EXCERTO PARA LEITURA:
※
3.4.07

A requalificação das Urgências

O maior problema das urgências médicas no nosso país é que elas se transformaram na porta habitual de acesso aos cuidados médicos. Isto porque o nosso sistema de saúde se “urgencializou”, face à dificuldade de os doentes obterem consulta doutro modo. Por outro lado as urgências “hospitalizaram-se”, e tudo isto no seu conjunto, e não por outras causas quaisquer, faz com que doentes se acumulem à espera em serviços de urgência hospitalares que, doutro modo, estariam perfeitamente equipados, em material e recursos humanos, para dar a melhor das respostas.
Este é o diagnóstico há muito feito. A terapêutica implica resolver os problemas a montante das urgências hospitalares, em dois aspectos: consulta a tempo e horas dos doentes que dela entendem precisar, e acesso a urgência eventualmente não hospitalar, aquela que também se chama de consulta urgente, que em grande medida deveria estar a cargo do médico de família. Começar pelo fim ou, como diz o nosso povo, “pôr a carroça à frente dos bois”, não pode dar bons resultados, se o que se pretende realmente é fazer a carroça andar…
A reestruturação das urgências terá, pois, que incluir, logo no seu início, as consultas urgentes, as quais só o médico que vê o doente poderá classificar como urgência hospitalar, ou não. Esses doentes só deveriam ir ao hospital depois de observados pelo seu médico, ou por um médico num serviço de atendimento permanente. Não é eticamente lícito querer dificultar o seu acesso aos hospitais por qualquer outro modo, embora se reconheça a tentação administrativa de o fazer, embalada pela asserção que a maior parte não são verdadeiras urgências. E se o forem? Deveria bastar que apenas uma fosse e o doente sucumbisse por isso para tal nos repugnar. Talvez não se justifique ter uma instituição aberta toda a noite para ver dois ou três doentes, mas esses têm também de ser vistos por um médico a tempo e horas, o que não inclui, com certeza, uma deslocação obrigatória de 40 ou 50 quilómetros, em táxi ou ambulância, para lhe dizerem eventualmente que não tem nada de urgente… Grande visão, médica e económico-financeira, de quem nos locais agora abandonados – e a abandonar - pelo SNS instalou locais privados de atendimento médico e de enfermagem. Fazem aí o que o Estado se demitiu de fazer, e os contribuintes, que pensariam ter direito a acesso à saúde tendencialmente gratuito, passam a pagar directamente esses cuidados, de que necessitam.
※
DADOS FORNECIDOS:

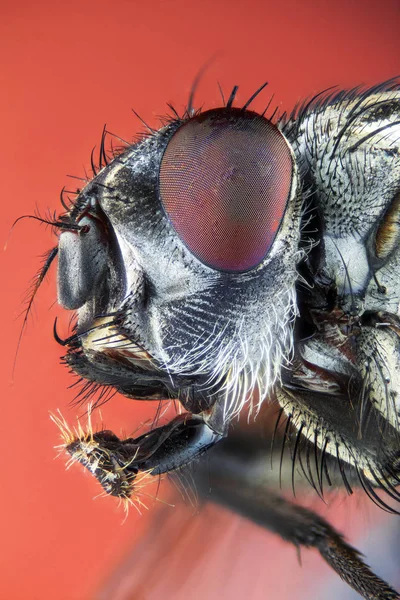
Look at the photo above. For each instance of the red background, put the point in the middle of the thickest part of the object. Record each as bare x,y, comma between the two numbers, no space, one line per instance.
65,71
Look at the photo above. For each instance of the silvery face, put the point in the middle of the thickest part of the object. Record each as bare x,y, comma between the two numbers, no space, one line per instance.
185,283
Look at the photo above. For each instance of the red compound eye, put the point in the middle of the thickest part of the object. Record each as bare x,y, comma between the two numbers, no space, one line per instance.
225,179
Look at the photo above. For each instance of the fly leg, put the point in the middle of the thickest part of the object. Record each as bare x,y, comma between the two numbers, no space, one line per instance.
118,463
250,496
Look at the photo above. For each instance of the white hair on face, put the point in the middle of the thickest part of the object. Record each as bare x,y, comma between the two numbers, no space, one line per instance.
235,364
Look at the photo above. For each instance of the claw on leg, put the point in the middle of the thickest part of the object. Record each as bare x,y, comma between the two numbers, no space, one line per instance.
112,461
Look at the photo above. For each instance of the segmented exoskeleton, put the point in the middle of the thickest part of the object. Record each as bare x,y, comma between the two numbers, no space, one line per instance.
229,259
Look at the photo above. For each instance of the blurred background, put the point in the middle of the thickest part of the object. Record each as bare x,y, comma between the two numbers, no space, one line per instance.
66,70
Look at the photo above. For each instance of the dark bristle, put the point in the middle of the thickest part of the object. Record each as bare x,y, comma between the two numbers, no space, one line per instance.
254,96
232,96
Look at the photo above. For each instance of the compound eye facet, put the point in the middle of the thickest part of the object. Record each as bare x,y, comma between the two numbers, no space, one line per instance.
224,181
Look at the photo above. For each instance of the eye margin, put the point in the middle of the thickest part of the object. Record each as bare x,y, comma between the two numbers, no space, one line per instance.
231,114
※
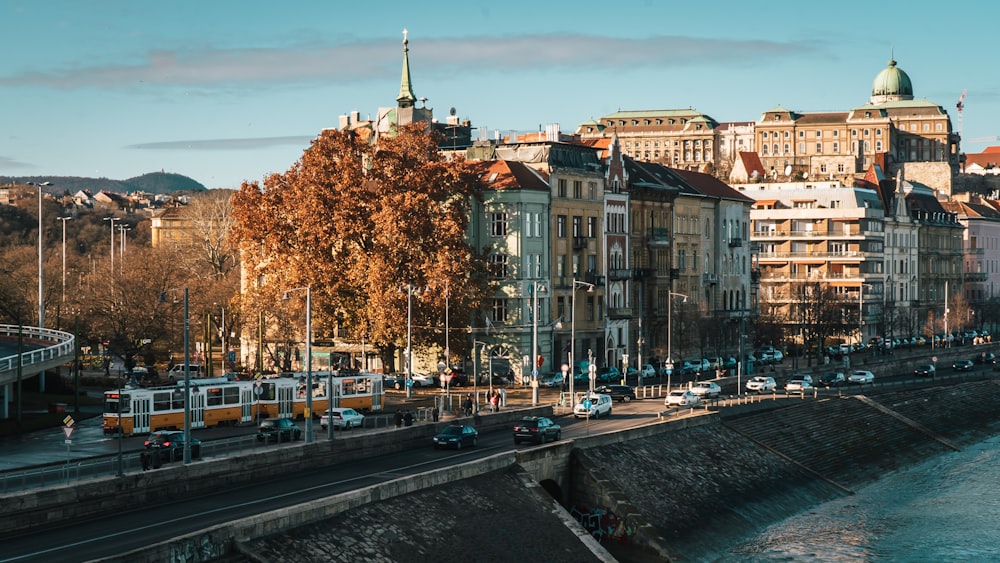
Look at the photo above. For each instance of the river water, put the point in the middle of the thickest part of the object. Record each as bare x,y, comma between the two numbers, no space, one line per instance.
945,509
※
TRABALHO A REALIZAR:
a. Com base no texto sobre a requalificação das urgências, explique, em uma a três frases, por que motivo os doentes se acumulam à espera nos serviços de urgência hospitalares.
b. Reproduza o trecho do texto sobre a requalificação das urgências desde "A requalificação das" até "melhor das respostas.".

RESPOSTAS POR ITEM:
a. As urgências tornaram-se a porta habitual de acesso aos cuidados médicos, porque o sistema de saúde se "urgencializou", dada a dificuldade de os doentes obterem consulta de outro modo. Além disso, as urgências "hospitalizaram-se". Segundo o texto, é este conjunto de fatores, e não outras causas, que provoca a acumulação de doentes em serviços que, de outro modo, estariam bem equipados para responder.

b.
A requalificação das Urgências

O maior problema das urgências médicas no nosso país é que elas se transformaram na porta habitual de acesso aos cuidados médicos. Isto porque o nosso sistema de saúde se “urgencializou”, face à dificuldade de os doentes obterem consulta doutro modo. Por outro lado as urgências “hospitalizaram-se”, e tudo isto no seu conjunto, e não por outras causas quaisquer, faz com que doentes se acumulem à espera em serviços de urgência hospitalares que, doutro modo, estariam perfeitamente equipados, em material e recursos humanos, para dar a melhor das respostas.